───── Data listing

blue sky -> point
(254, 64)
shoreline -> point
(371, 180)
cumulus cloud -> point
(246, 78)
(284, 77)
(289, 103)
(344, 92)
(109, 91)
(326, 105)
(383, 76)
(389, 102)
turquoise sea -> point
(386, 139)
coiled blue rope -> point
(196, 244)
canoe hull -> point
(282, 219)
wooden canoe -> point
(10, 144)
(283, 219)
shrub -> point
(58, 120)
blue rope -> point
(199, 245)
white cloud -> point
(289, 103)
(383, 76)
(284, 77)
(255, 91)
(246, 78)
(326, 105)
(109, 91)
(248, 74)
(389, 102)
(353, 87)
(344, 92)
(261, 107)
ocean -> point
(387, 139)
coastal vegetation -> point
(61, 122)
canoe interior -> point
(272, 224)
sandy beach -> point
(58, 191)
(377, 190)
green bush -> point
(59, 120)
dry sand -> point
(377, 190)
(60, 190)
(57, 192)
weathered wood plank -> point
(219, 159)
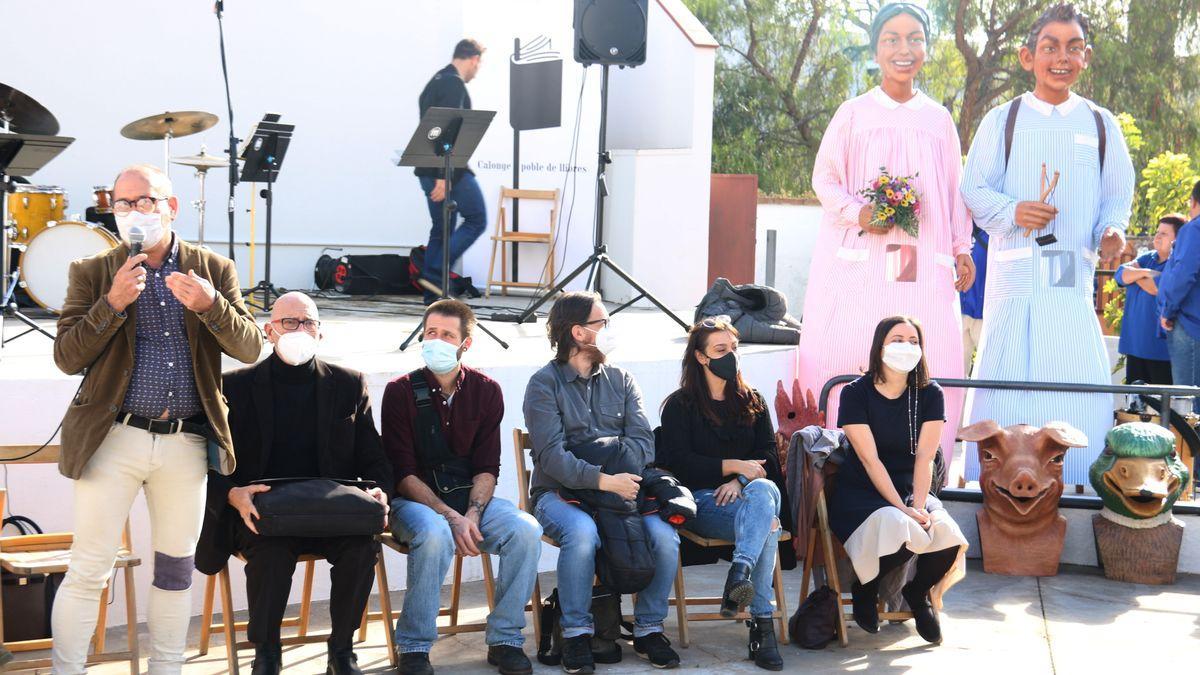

──────────

§ Work to complete
Report how many lines of the data items above contain the string "rope". Case counts.

§ Reply
2